→ DOCUMENT EXTRACT
The V’s of Big Data: Before Data Hub
Life was simple when we restricted ourselves to spreadsheets and relational data stores. Data was structured, databases were simple, the ETL processes well defined, generally in batches.
However, with changing times, data started flowing in multiple formats, at high speeds, in high volumes. The aforesaid high volume, velocity and variety ushered in a new era of Big Data. These three V’s are dominating every CIO’s mind, and rightly so. Furthermore, new analytical and reporting needs are cropping up every day, which brings us to the fourth V i.e. veracity or accuracy of the data. It is noteworthy that with increased levels of complexity of systems, veracity can go for a toss. Let us delve a bit deeper to understand the effect of the changing landscapes and paradigms on the veracity of data.
The changing landscape
With a change in paradigm, methodologies have been changing. ETL processes are transforming into ELT processes. In an ETL process, we extract data from source systems, transform the data on the fly and load them into the destination systems. These destination systems are called as ‘Data warehouses’
To the contrary, in an ELT process, transformation does not follow extraction. We load the extracted data directly into the destination systems called ‘Data Lakes’. Furthermore, we transform the data in data lakes, as per reporting requirements, as opposed to pre-defined transformations in ETL. The below image will bring clarity regarding the two concepts.
Data Lake to Data Swamp.
Apart from ELT, a paramount advantage which a Data Lake offers over a Data warehouse is flexibility. We know that data comes in 3 broad varieties viz. structured, semi-structured and unstructured. Additionally, we can receive sensor data and real-time feeds at a high velocity, in high volumes. Data Lakes can accommodate any kind of data, whereas traditional data warehouses are limited to structured data. Furthermore, with cheap storage on the cloud, the volume is not a constraint anymore. Thus Data Lakes are a one-stop solution to the upcoming Big Data needs.

→ REQUIRED TASK 1
Return each line of the records that contains the string "rear".

→ TASK DATA
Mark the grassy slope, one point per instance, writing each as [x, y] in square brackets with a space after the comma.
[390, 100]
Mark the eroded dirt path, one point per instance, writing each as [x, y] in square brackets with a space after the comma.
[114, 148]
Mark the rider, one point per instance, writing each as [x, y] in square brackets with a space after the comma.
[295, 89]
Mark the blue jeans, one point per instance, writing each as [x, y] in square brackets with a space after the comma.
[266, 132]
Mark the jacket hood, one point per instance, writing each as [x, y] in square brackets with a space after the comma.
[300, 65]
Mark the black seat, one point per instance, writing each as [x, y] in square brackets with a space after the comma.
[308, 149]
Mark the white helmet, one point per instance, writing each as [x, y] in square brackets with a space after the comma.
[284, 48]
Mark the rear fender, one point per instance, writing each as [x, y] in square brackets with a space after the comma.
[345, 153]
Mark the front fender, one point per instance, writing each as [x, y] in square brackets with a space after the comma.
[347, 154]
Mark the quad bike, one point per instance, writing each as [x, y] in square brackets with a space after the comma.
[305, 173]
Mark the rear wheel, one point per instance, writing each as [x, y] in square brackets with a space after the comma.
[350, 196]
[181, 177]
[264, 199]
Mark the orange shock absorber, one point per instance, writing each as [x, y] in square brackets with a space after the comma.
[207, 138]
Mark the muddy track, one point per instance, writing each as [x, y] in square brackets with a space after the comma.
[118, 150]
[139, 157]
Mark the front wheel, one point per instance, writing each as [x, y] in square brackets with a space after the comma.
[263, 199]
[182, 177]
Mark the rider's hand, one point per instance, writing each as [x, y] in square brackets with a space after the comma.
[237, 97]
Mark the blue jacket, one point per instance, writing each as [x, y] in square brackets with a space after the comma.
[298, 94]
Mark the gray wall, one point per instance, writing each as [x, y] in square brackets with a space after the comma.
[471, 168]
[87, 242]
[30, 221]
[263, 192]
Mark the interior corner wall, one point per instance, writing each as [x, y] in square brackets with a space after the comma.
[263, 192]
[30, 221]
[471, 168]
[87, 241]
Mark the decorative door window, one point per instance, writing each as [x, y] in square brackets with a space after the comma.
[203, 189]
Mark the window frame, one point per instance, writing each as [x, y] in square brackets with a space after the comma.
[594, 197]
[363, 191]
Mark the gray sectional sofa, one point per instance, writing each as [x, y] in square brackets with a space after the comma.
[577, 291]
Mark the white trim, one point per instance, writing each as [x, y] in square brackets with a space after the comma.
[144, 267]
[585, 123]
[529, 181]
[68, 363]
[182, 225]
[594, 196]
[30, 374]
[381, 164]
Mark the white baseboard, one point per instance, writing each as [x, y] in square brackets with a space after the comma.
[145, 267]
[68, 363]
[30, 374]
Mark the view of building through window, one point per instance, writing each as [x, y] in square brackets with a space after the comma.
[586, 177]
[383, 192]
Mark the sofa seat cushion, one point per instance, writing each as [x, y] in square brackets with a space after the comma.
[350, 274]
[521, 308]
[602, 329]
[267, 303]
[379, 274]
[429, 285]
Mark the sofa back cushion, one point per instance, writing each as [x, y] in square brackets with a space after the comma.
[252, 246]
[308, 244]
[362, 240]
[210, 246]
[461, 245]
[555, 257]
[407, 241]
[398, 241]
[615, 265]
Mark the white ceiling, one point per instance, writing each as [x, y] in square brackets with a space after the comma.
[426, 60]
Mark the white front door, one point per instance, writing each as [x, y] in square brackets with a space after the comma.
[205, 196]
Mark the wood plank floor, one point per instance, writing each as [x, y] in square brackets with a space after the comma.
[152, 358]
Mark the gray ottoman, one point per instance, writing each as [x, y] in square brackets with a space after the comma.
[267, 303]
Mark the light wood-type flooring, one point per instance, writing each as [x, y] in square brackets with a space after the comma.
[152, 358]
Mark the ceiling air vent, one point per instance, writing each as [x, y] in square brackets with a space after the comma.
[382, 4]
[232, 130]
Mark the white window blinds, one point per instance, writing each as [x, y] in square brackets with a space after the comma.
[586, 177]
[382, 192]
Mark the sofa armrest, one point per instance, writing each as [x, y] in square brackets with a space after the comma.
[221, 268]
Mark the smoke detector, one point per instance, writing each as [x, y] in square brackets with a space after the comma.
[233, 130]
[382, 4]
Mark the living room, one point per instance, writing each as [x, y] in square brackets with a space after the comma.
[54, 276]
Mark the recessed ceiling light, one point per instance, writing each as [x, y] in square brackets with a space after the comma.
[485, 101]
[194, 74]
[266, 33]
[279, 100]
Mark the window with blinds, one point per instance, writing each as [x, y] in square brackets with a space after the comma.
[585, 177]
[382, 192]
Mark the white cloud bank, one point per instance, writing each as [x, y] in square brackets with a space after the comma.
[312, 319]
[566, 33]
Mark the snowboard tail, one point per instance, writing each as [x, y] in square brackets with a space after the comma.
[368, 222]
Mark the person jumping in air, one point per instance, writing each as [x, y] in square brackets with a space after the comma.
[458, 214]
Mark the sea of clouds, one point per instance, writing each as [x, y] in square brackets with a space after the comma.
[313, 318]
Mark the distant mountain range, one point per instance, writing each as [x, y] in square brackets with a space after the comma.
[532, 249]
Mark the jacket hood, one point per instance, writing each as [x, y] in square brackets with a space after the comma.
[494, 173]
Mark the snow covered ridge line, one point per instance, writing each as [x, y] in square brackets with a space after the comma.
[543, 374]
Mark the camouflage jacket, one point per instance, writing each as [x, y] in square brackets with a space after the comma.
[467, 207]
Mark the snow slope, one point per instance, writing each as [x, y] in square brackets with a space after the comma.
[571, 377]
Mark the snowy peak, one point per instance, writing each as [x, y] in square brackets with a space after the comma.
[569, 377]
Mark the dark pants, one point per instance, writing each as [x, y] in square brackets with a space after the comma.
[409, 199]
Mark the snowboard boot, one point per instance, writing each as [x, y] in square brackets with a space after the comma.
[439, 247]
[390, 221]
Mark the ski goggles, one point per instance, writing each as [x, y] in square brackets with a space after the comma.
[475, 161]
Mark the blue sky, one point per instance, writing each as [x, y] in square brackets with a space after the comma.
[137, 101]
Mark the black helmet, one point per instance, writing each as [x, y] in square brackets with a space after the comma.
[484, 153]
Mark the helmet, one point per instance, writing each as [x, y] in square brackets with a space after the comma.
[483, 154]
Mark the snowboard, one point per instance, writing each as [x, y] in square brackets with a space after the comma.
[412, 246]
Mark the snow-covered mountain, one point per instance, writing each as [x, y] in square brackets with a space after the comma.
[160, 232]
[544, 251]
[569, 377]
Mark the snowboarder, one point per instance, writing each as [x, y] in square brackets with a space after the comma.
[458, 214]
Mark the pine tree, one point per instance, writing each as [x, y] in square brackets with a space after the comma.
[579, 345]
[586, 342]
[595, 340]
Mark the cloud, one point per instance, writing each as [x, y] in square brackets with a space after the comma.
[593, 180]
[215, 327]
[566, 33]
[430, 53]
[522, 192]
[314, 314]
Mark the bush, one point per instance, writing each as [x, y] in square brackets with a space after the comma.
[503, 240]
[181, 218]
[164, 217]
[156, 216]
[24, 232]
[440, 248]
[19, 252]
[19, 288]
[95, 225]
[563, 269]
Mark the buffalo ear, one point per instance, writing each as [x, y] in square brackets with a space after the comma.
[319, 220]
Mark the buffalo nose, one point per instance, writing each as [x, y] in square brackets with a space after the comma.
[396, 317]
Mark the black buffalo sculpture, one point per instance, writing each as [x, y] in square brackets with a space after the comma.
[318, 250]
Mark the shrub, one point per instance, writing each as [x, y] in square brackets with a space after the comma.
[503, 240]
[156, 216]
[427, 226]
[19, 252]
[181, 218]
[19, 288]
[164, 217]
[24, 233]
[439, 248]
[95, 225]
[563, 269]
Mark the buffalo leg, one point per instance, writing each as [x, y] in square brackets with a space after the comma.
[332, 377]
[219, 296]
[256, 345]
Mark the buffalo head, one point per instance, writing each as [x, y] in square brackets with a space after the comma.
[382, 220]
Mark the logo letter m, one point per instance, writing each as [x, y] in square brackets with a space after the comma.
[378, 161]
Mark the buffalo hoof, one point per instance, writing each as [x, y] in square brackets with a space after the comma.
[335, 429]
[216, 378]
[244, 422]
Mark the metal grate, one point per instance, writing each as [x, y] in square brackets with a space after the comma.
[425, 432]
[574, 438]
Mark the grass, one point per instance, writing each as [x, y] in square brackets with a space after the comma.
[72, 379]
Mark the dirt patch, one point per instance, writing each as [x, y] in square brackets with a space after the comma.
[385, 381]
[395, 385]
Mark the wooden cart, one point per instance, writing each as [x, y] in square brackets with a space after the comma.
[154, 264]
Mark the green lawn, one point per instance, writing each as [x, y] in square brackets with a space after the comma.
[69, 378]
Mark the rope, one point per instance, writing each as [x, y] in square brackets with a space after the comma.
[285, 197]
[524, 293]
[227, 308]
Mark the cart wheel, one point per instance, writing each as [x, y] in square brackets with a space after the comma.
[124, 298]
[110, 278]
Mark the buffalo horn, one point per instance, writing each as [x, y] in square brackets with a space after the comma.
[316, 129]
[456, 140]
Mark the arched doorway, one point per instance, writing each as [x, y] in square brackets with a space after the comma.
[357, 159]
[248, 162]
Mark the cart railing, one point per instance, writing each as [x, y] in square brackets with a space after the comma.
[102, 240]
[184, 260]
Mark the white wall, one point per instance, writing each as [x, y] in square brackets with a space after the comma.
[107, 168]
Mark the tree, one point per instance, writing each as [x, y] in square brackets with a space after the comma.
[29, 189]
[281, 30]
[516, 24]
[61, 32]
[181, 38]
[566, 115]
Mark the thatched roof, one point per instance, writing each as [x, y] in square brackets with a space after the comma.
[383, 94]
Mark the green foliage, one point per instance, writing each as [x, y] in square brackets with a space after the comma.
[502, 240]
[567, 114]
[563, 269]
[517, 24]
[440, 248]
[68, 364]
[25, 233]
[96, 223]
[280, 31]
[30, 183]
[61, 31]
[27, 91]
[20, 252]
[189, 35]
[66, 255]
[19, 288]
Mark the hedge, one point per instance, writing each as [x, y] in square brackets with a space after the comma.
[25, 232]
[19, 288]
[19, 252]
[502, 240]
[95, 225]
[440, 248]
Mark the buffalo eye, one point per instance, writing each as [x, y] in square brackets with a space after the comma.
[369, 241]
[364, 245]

→ REQUIRED TASK 2
Answer these questions from the big data passage:
(a) What is the fourth V of Big Data?
(b) In an ELT process, what are the destination systems called?
(c) What kind of data are traditional data warehouses limited to?

→ RIGHT ANSWER 1
Mark the rear fender, one point per instance, writing each as [x, y] in square brackets with a space after the comma.
Mark the rear wheel, one point per instance, writing each as [x, y] in square brackets with a space after the comma.

→ RIGHT ANSWER 2
(a) Veracity, or accuracy of the data.
(b) Data Lakes.
(c) Structured data.